# Document excerpt
::::
This is really important. When I joined Cyberscout two years ago, as I said, my background is cyber, I quickly realized that we offer three tenants today in cyber for both personal and commercial lines. On the far right is the first one, a cyber crisis management help line, i.e., the number to call if something goes wrong. Then, tenant two is bottom right, which is redress and remedy. We’ve caught you, you’re safe, don’t worry. Let’s resolve the issue, as Tom talked you through in just a few case studies, and let’s address the challenge. Let’s help you, Mr. Customer. Let’s help you get back to where you were and let’s get back to getting your money back in the bank or securing your online presence. And in the third tenant on the bottom left is the cyber coverage. Tom mentioned that as well. At times we have to call upon it with the affected individual, personal and commercial, and use that coverage to take them back to the place where they were.

But that’s great, that’s fabulous, and that’s been in place for many years. But actually, I’m sure you would agree with me that it’s better to stop the fire than put out the fire. So in the top right-hand corner is your prevention mechanism. Let’s prevent together more cyber challenges and risks. Let’s drive safety to the communities that we ensure, and let’s offer your mutuals safety and security no matter where they travel on their device, Android, iOS, tablet or mobile, by the implementation of a simple, effective, trusted enterprise solution that’s been in place for over two decades called preventative DNS. By inputting preventive DNS into your cyber program, you’re delivering the four tenants that are needed to offer that security that you need to offer your customers.
The last thing I will mention is, protective DNS works for all personal lines. It also works for micro and small SME commercial lines. As I mentioned previously, it’s highly likely some of the guys that I’m speaking to today on here now work for large organizations. They will have a DNS solution in place. Cyberscout and NCC Group, through our partnership and through our trusted friend ICMIF, would love to deliver what is an enterprise application. We’ve not suffered any degradation in bringing down to the consumer and micro commercial market and deliver that to your policy holders in line with the world-class help line and the brilliant coverage you offer your customers today.

It’s with that that I come to the end of the slides, and I’m now going to move on to questions and answers. I’ll invite Tom and Matt to join me on the panel with their cameras on and we would invite you to ask us any questions, please. So many people do not understand what DNS is and how it works. We’ve got 16 minutes, let’s use it and ask those questions because we can help you protect your customers and mutuals. I’ll pass over now to Matt and Tom for any final thoughts. Then we will pass to Nadine to ask any questions that have been posed. So Matt, over to you, anything to add, sir?

Matt Cullina:

I said I would love to just dive into people’s reactions and feedback to hear from the community.
::::
# Extracted information

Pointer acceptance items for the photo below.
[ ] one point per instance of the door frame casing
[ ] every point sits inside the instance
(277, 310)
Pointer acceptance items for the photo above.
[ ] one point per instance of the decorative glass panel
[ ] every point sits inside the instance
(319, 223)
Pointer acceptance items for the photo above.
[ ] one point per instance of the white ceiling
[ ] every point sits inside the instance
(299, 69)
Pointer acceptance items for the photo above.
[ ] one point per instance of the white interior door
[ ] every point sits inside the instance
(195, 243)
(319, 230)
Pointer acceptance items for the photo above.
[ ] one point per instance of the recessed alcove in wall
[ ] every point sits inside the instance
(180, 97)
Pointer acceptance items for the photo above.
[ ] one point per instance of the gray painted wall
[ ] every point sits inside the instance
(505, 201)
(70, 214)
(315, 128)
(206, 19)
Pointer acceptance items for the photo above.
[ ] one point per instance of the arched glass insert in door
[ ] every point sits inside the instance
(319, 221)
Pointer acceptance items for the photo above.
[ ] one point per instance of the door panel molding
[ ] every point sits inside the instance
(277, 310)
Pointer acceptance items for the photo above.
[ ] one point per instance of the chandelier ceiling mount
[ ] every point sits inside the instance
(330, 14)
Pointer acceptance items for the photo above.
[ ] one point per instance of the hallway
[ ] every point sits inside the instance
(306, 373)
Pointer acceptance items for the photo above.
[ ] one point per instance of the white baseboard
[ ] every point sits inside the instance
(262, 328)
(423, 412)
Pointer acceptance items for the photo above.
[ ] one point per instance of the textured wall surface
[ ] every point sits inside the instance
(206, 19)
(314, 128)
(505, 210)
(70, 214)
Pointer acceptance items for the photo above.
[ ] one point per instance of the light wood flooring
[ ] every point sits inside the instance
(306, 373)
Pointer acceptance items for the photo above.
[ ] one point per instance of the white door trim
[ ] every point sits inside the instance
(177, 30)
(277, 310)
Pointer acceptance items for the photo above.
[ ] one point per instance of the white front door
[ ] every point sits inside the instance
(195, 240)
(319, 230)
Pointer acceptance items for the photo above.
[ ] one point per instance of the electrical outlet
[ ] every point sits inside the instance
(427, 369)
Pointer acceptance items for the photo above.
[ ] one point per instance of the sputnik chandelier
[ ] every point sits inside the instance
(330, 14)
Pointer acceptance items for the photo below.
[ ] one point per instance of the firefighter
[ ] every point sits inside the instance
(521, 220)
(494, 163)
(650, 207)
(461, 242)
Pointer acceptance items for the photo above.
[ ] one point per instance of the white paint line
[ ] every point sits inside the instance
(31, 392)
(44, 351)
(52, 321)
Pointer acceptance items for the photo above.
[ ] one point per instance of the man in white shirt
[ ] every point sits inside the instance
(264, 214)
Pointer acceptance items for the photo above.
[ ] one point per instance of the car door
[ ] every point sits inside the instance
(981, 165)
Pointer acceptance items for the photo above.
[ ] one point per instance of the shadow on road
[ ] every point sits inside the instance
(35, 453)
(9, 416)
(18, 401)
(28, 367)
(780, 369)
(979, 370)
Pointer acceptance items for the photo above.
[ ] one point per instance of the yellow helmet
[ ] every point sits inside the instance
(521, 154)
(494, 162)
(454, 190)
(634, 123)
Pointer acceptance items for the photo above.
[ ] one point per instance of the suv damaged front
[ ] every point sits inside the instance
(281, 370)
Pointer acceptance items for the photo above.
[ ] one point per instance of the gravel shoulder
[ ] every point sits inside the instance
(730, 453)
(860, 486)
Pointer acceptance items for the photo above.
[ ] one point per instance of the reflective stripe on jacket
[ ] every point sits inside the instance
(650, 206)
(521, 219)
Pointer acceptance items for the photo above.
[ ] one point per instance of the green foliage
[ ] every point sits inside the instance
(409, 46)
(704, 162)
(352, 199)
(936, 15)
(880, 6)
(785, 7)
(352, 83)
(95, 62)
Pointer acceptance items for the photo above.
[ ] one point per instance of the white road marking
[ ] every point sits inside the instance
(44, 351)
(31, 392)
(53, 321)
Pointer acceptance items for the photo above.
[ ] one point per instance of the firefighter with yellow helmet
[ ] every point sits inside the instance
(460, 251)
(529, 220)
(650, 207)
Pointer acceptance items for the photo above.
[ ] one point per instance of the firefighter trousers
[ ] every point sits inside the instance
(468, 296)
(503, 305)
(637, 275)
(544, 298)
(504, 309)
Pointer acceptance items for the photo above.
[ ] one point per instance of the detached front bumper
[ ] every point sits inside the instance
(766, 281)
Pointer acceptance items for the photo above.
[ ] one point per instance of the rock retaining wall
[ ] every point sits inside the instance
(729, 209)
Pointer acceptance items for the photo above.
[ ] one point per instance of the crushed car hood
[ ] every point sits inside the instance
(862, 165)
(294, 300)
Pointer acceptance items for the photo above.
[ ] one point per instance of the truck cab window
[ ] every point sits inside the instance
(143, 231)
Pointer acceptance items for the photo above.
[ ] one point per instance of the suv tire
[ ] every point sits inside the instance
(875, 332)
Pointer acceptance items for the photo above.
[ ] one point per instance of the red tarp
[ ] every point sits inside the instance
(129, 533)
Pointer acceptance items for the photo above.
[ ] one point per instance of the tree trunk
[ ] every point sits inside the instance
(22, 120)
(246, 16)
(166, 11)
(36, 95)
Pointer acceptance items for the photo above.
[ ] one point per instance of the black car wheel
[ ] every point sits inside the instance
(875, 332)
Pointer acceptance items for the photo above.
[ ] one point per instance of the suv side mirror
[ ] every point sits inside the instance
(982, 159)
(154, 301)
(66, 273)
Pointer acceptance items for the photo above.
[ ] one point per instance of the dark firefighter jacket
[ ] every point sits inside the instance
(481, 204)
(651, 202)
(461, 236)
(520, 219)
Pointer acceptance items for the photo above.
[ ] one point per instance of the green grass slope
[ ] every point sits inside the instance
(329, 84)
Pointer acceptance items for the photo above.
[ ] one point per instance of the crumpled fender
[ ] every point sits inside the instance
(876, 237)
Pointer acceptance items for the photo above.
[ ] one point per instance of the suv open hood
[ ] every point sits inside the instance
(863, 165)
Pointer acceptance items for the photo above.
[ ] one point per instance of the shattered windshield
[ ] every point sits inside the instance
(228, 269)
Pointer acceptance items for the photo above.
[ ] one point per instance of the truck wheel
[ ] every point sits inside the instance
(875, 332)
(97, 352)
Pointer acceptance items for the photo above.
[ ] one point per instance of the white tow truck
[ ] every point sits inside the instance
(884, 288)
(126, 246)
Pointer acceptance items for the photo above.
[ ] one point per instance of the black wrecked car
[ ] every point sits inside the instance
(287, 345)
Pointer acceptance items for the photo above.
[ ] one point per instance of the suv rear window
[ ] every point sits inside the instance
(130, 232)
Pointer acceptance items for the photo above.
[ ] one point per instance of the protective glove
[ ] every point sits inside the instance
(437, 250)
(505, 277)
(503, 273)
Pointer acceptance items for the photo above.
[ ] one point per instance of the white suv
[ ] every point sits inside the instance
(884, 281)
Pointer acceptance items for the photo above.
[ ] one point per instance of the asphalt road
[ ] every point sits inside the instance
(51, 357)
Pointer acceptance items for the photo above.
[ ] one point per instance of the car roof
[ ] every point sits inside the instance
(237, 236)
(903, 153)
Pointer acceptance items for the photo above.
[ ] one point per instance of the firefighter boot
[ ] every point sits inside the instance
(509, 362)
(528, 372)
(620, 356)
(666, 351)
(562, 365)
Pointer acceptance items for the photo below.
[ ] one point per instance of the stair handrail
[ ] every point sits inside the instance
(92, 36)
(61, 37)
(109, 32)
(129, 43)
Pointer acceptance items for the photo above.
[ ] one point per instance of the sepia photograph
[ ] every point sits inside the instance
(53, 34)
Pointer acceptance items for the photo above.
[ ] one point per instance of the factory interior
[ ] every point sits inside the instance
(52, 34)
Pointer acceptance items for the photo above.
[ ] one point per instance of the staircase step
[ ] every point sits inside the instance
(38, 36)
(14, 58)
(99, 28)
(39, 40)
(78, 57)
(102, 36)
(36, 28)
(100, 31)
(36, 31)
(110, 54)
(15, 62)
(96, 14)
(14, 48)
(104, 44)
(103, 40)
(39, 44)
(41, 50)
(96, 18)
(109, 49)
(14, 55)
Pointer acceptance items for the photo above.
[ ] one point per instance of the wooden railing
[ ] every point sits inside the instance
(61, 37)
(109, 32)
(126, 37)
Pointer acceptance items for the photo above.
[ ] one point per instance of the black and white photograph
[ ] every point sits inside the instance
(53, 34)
::::
# Given problem 1
Which organizations are named in the talk on cyber protection?
# Given problem 2
Copy the talk on cyber protection from "The last thing" to "your customers today.".
Work only from the talk on cyber protection.

# Complete output 1
Cyberscout, NCC Group, ICMIF

# Complete output 2
The last thing I will mention is, protective DNS works for all personal lines. It also works for micro and small SME commercial lines. As I mentioned previously, it’s highly likely some of the guys that I’m speaking to today on here now work for large organizations. They will have a DNS solution in place. Cyberscout and NCC Group, through our partnership and through our trusted friend ICMIF, would love to deliver what is an enterprise application. We’ve not suffered any degradation in bringing down to the consumer and micro commercial market and deliver that to your policy holders in line with the world-class help line and the brilliant coverage you offer your customers today.